• **本文**:
"""
名古屋の町は大騒ぎ

名古屋でおこった江戸時代の事件を紹介

嵌められたとはこのこと

元禄5年8月2日。
晴。
中根平兵衛が同名助右衛門のところで腹を切って死ぬ。
年は41。
調べると、助右衛門は前々から乱心のことを知っていたので、刀脇差は渡さず用心していた。
原因を詳しく尋ねると、平兵衛の継母で助右衛門の実母と平兵衛の妹婿で平兵衛に金を貸してから付き合いをやめた阿知波理太夫は日頃から平兵衛を恨んでいた。
特にこの春に病気になってからはとても恐ろしいことを考えていた。
本当に人間とは恐ろしいものであった。
先月24日に家を出てからは、継母などからは世間では乱心だと言い立てられているので早く自害すべきだと言われ、平兵衛は混乱してしまっていた
その上、助右衛門が辛くあたることも無念に思っていた。
"""
• **データ行**:
"""
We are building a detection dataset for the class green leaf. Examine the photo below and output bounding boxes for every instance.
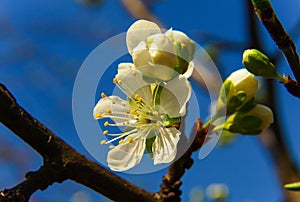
[284,181,300,191]
[227,91,247,113]
[238,97,256,113]
[146,131,156,158]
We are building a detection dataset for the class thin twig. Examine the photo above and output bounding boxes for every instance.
[252,0,300,82]
[157,119,208,202]
[247,1,300,202]
[0,84,156,202]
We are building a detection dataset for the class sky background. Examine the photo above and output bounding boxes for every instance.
[0,0,300,202]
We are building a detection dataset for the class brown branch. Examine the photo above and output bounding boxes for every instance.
[157,119,208,202]
[0,84,156,202]
[252,0,300,82]
[247,1,300,202]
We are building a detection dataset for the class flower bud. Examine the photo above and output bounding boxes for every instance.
[242,49,282,80]
[217,69,258,114]
[284,181,300,191]
[224,104,274,135]
[126,20,196,82]
[165,29,196,62]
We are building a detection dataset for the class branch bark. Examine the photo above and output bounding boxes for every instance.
[252,0,300,82]
[247,1,300,202]
[157,119,209,202]
[0,84,156,202]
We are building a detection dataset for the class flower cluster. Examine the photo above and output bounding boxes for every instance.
[214,69,274,135]
[93,20,195,171]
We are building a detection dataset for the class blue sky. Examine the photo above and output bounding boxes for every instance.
[0,0,300,202]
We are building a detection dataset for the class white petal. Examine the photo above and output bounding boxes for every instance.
[107,136,146,171]
[160,75,192,118]
[116,63,152,104]
[126,20,161,54]
[93,96,129,123]
[139,64,178,83]
[183,61,195,78]
[152,128,181,165]
[132,41,153,67]
[147,34,176,56]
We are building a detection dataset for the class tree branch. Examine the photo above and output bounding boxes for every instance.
[252,0,300,82]
[157,119,209,202]
[247,1,300,202]
[0,84,156,202]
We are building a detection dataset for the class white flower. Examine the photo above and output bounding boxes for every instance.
[94,63,191,171]
[126,20,196,81]
[217,69,258,114]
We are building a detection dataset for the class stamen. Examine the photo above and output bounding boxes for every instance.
[128,137,134,143]
[131,70,136,76]
[134,93,140,99]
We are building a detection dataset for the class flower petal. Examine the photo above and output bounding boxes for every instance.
[152,127,181,165]
[132,41,153,67]
[93,96,130,123]
[116,63,152,104]
[138,64,178,83]
[160,75,192,118]
[126,20,161,54]
[183,61,195,78]
[107,136,146,171]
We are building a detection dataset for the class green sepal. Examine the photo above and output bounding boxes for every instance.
[164,115,181,127]
[251,0,271,9]
[238,97,256,113]
[174,42,189,74]
[284,181,300,191]
[227,91,247,114]
[216,80,234,114]
[242,49,282,80]
[146,131,156,159]
[152,85,163,106]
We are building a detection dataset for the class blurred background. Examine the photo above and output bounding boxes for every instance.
[0,0,300,202]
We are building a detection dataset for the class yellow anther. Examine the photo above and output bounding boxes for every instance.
[135,97,143,104]
[96,113,102,119]
[128,137,134,143]
[131,70,136,76]
[129,109,136,114]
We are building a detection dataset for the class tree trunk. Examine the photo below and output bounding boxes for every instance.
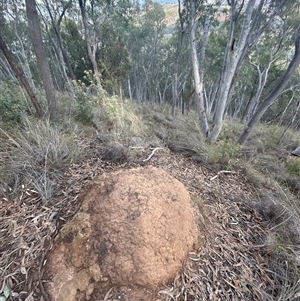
[238,27,300,144]
[79,0,102,88]
[0,35,43,118]
[291,145,300,157]
[45,0,76,80]
[189,0,209,137]
[25,0,57,120]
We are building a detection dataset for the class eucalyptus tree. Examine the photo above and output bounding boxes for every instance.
[0,34,43,118]
[238,27,300,144]
[209,0,293,142]
[125,0,166,102]
[78,0,132,88]
[1,0,35,89]
[44,0,76,80]
[25,0,57,120]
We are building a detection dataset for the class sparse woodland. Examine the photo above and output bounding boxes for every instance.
[0,0,300,301]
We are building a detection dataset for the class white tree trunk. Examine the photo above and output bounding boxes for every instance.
[238,27,300,144]
[189,0,209,137]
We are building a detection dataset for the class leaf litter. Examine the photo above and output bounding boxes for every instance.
[0,137,299,301]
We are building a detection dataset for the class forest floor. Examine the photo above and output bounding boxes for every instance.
[0,102,300,301]
[0,137,296,301]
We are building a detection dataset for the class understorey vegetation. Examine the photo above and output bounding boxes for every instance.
[0,0,300,301]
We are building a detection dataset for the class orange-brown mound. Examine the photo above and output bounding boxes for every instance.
[47,167,198,301]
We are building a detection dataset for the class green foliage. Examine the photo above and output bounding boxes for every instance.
[74,77,95,125]
[97,24,131,92]
[0,80,27,123]
[61,18,92,84]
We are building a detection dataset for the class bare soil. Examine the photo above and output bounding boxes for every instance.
[0,135,277,301]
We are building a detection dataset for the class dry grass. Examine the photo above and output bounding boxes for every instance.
[0,96,300,301]
[0,119,80,200]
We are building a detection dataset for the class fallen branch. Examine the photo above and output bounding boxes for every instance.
[210,170,236,181]
[143,147,163,162]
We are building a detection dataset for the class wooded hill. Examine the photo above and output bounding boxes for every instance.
[0,0,300,300]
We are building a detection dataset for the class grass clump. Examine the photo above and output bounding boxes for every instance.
[286,158,300,177]
[0,118,80,200]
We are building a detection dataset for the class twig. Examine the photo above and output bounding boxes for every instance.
[210,170,236,181]
[143,147,163,162]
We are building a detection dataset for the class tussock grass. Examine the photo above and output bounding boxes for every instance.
[0,87,300,300]
[0,118,80,200]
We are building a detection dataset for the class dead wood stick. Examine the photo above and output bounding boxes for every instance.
[210,170,236,181]
[143,147,163,162]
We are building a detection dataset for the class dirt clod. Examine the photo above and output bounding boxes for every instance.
[47,166,198,301]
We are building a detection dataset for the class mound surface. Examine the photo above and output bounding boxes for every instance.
[47,167,198,301]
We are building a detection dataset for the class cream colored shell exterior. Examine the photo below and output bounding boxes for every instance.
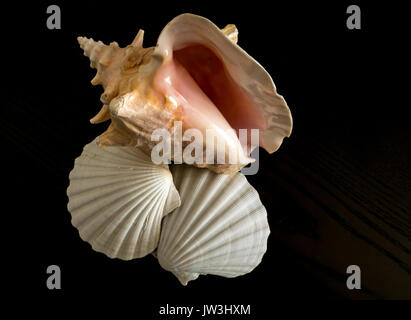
[67,138,180,260]
[156,165,270,285]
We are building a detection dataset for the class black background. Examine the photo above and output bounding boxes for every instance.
[0,1,411,319]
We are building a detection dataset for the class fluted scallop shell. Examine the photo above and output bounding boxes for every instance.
[67,139,180,260]
[156,165,270,285]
"""
中根平兵衛の切腹を伝える本文を、最後の文の後から書き継ぐこと。 データは本文とは別の出典から取ったものである。

• **解答**:
助右衛門子の小脇差で胸を突き、死にきれずにいるところに理太夫が走りかかって突き殺したが、このことは一切親類には知らせなかった。
その後5日過ぎてからようやく死骸をびく(魚籠?)に入れ、ふたりに吊らせて禅寺瑞雲寺へ運んだ。
このような人の姿をした獣のような者がどうして生き永らえることができようか。
ただし、助右衛門も少し気がおかしくなっていたかもしれなかった。
伯父中根小右衛門・磯貝左太夫・同伝太夫・同伴右衛門・都筑助六親子・津田藤兵衛・同金兵衛はこれ以後助右衛門・理太夫との付き合いをやめた。
これは尤もなことであった。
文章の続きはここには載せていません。